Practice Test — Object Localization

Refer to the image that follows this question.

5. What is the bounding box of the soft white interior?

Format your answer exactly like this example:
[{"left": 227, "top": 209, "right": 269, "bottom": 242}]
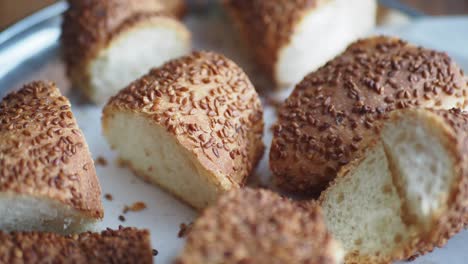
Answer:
[
  {"left": 104, "top": 112, "right": 225, "bottom": 209},
  {"left": 0, "top": 193, "right": 96, "bottom": 234},
  {"left": 382, "top": 115, "right": 455, "bottom": 227},
  {"left": 322, "top": 112, "right": 456, "bottom": 256},
  {"left": 322, "top": 144, "right": 407, "bottom": 254},
  {"left": 90, "top": 23, "right": 190, "bottom": 103},
  {"left": 276, "top": 0, "right": 377, "bottom": 86}
]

+--

- **Your instructions**
Extract every line of the records above that contains the string "this". Case counts, so match only that exact capitalization.

- **Result below**
Refer to the image that follows this question.
Format your answer exactly like this example:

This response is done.